Your assignment:
Filter by the string "light": return the lines of the material that contain it.

Given data:
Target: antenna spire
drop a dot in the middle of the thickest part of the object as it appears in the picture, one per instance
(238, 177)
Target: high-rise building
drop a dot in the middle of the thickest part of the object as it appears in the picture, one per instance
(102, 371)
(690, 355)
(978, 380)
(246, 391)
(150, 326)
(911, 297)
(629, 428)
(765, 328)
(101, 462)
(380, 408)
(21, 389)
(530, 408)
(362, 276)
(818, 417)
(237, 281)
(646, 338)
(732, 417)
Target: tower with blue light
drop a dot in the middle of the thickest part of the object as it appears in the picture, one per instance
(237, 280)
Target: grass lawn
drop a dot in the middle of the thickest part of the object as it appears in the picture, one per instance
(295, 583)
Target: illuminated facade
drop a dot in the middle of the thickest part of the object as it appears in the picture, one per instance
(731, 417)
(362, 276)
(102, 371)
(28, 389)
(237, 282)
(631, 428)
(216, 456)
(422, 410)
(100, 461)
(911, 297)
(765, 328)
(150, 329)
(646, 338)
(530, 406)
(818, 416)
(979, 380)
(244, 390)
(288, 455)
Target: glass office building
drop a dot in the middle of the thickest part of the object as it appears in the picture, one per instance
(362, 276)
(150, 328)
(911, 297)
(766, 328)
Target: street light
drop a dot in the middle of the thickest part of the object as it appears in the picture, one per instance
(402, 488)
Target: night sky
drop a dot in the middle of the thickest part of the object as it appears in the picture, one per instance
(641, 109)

Answer section:
Target: tower with blue light
Target: street light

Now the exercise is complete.